◆ **原文**:
★ ★ ★ ★ ★ ★ ★

情報システムの安全性と経済性はトレードオフの関係にある。つまりあまりにも安全に配慮したシステムを作ってしまうと、高くつくということだ。日経ビジネスEXPRESS(現・日経ビジネスオンライン)というサイトで連載してきた『経営の情識』の中から今回、トレードオフを論じたコラムを再掲する。2002月12月2日に公開した『銀行のATMは時には止まる トラブル発生を前提に代替案を』である。
 公開当時、複数の読者からお叱りを頂戴した。「ATMが止まってかまわないとする神経が分からない」といった主旨のご意見である。筆者は「ATMが止まってもかまわない」とは書いていない。「ATMを絶対に止まらないようにすることは不可能だし、不可能に挑戦するとコストがかかりすぎる」と述べたつもりであった。コンピューターに限らず、絶対に止まらないシステムは作れない。作れないが、与えられた予算と時間の範囲内で最善を尽くすということだ。

 銀行のATM(現金自動預け払い機)が使えなくなるトラブルが起きると必ず、新聞が報道する。都市銀行ですべてのATMが止まってしまった場合、テレビも報道する。家庭の主婦が登場し、「大切なお金を預けているのだから銀行はしっかりしてほしい」などと言う。しかし、ATMが半日止まったとして、そんなに困るのであろうか。
 かなりの利用者は、郵便貯金や複数行に口座を持っている。ATMが動いている別の金融機関に行って、振込をするなり、お金をおろせばよい。他行振込にかかった手数料は、ATMを止めた銀行に請求すれば払ってくれるだろう。あるいは半日くらい待っていれば、止まっていたATMは必ず復旧する。
 2002年の春に起きた大手都市銀行のトラブルでは、ATMの停止に加え、口座振替の遅れが指弾された。確かに口座の残高が合わなくなったのはミスである。しかし、振替処理が数日遅れたとか、振替処理は済んだがその確認の通知が遅れた程度なら、それほど深刻な問題ではないだろう。
 実は、銀行のATMに限らず、コンピューターシステムというものは時には止まることがあるし、間違ったことをしでかす。利用者は、システムが完全ではないことを前提にして、自分の仕事に影響が出ないような代替案を用意しておく必要がある。

★ ★ ★ ★ ★ ★ ★

◆ **課題内容**:
上のATMの停止を扱ったコラムから、「情報システムの安全性と経済性」から「生を前提に代替案を』である。」までの部分をすべて、一字も変えずに抜き出しなさい。

◆ **提供資料**:
★ ★ ★ ★ ★ ★ ★

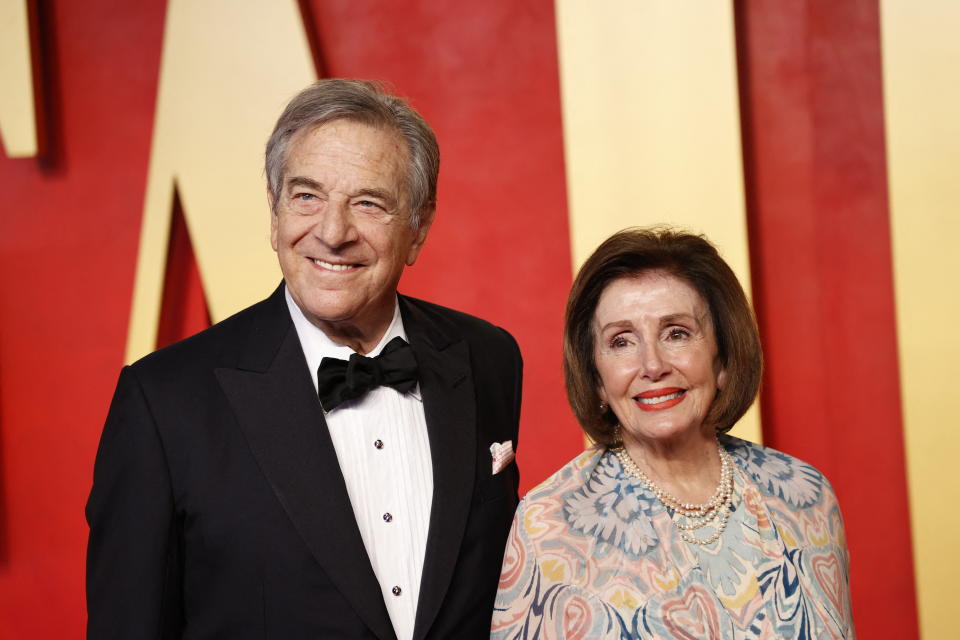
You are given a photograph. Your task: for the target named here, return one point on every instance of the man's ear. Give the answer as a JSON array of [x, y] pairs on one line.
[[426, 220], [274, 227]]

★ ★ ★ ★ ★ ★ ★

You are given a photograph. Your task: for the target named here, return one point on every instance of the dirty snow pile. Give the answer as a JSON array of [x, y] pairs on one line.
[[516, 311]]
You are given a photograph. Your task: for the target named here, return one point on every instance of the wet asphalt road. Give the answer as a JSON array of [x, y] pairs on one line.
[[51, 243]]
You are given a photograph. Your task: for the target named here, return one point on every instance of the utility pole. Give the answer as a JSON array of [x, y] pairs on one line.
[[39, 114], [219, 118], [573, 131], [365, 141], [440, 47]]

★ ★ ★ ★ ★ ★ ★

◆ **解答例**:
情報システムの安全性と経済性はトレードオフの関係にある。つまりあまりにも安全に配慮したシステムを作ってしまうと、高くつくということだ。日経ビジネスEXPRESS(現・日経ビジネスオンライン)というサイトで連載してきた『経営の情識』の中から今回、トレードオフを論じたコラムを再掲する。2002月12月2日に公開した『銀行のATMは時には止まる トラブル発生を前提に代替案を』である。